REQUIRED ACTIONS:
1. In the article on trading in volatile markets, why do some top traders scale out of positions in the "shoulder" area of a sharp rally instead of waiting for the "head"? Answer in one to three sentences.
2. Resume the article on trading in volatile markets, picking up right after its final sentence.

** Opening SELECTED PASSAGE block **

Original article: Jordi Alexander, founder of Selini Capital
Compiled by: Yuliya, PANews
After experiencing the largest single-day market cap growth in history, the market saw the second-largest single-day decline the very next day. This extreme volatility has left market participants caught off guard.
Many traders have suffered significant losses in this environment. On one hand, they panic-sold at the market bottom due to fear or technical breakdown signals; on the other hand, they blindly chased the rally at the top driven by short-term rebounds or positive news, only to be hit by a second market collapse.
In the bullish frenzy of November 2024, the overall market expanded rapidly, and most investors were inclined to go long, making it relatively easy to profit. However, in the current extremely volatile market, relying on luck alone is not enough for long-term gains. Only highly specialized traders with professional trading strategies can survive and potentially profit in such extreme conditions, often employing the following strategies.
Cash is king, prioritize liquidity
In a highly volatile market, holding sufficient cash is crucial, even if it means sacrificing some expected returns (EV) to ensure liquidity.
For example, the investment management firm Jane Street has long invested in deep out-of-the-money put options, and despite facing continuous short-term losses, their ample liquidity allows them to acquire undervalued assets at low prices during market crashes. This strategy is particularly important in the Altcoin market, where leverage is more prevalent, and liquidity mismatches are more severe than in traditional financial markets.
Some top traders tend to gradually reduce their positions in the "shoulder" area during sharp market rallies, rather than waiting for the extreme peak of the "head" region. While this may miss out on some upside potential in the short term, the long-term advantage of this strategy lies in the ability to redeploy capital at more attractive price levels.
Focus on price, not time
Top traders are typically not constrained by trading time frames, but rather define their trading ranges based on price. For example, during the previous bull market, the trader High Stakes Capital shared a screenshot of their eight-figure profits on the FTX account, with positions opened just two months prior. This demonstrates that in extreme market conditions, time is not a critical variable, and the key lies in clearly defining buy and sell price ranges.
The trading logic should be based on the following two points:
Determine a clear value-supported buy-in price to avoid decision-making being influenced by short-term volatility.
Set a clear risk-reward ratio and target exit price, and execute the trade decisively when the market reaches the target.
Then, maintain patience, whether it takes hours or weeks, and execute the trade as soon as the price reaches the target. At the same time, continuously adjust your "ideal entry price" and "ideal exit price" based on market changes.
If one is too constrained by the time dimension, such as "only doing intraday trading" or "only doing multi-week positions," the trading performance will be limited. The core mindset of top traders is: "Buy low, sell high," and the holding period is determined by market fluctuations.
Execute calmly, strictly follow the trading plan
In an extreme market environment, the position size must match one's financial strength. If the position is too large and the market continues to decline, the trader may become psychologically unbalanced due to unrealized losses, causing them to deviate from the original plan.

** Closing SELECTED PASSAGE block **
** Opening RECORD EXTRACTS block **

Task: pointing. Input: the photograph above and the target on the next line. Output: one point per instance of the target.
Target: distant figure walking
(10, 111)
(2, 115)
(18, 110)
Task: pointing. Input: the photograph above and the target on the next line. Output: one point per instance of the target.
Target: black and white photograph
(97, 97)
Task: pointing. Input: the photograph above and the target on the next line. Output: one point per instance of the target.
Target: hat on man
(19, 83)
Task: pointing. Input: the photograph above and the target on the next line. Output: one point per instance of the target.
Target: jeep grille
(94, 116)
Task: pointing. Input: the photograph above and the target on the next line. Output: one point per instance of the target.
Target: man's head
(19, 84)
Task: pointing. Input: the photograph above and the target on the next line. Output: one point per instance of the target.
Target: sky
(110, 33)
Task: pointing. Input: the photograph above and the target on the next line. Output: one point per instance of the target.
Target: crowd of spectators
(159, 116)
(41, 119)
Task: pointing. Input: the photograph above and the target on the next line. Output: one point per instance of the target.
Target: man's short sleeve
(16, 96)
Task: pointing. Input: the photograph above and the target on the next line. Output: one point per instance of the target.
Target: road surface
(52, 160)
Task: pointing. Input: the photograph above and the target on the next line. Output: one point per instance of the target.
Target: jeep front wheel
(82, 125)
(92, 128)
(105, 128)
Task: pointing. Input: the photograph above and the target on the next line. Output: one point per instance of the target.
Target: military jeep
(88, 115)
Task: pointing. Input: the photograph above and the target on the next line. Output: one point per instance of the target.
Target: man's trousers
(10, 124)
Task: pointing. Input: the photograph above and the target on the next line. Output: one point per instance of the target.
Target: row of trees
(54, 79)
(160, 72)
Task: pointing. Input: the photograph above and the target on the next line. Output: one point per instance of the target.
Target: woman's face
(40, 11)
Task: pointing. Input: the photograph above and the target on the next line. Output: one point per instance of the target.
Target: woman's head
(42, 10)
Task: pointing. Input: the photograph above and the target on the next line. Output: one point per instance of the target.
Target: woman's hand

** Closing RECORD EXTRACTS block **

RESPONSES TO THE EXERCISE:
1. Reducing positions in the "shoulder" area may give up some upside in the short term. Its long-term advantage is that it lets traders redeploy their capital at more attractive price levels.

2.
The current market still has a lot of positive factors and ample liquidity, so it is unlikely to enter a prolonged multi-year bear market. This macro assessment has led some investors to maintain confidence even as the market declines. At the same time, they do not expect a full-blown "Altcoin season," so they gradually realize profits during market rallies and patiently wait for the next more attractive entry opportunity.
In their market decision-making, some investors adopt the psychological strategy of asking themselves: Is the current price likely to fall back again? If the answer is yes, it means the current level is not the best entry point, and it is appropriate to wait patiently for a better risk-reward window to appear.
Market practice: trading strategies in a volatile market
Taking Bitcoin as an example, when the price fell from $100,000 to $90,000, some traders started to build positions in batches. They gradually bought in the $90,000 area, and by the time the price reached $82,000, their position size had reached the expected level, and they were willing to hold for a relatively long time.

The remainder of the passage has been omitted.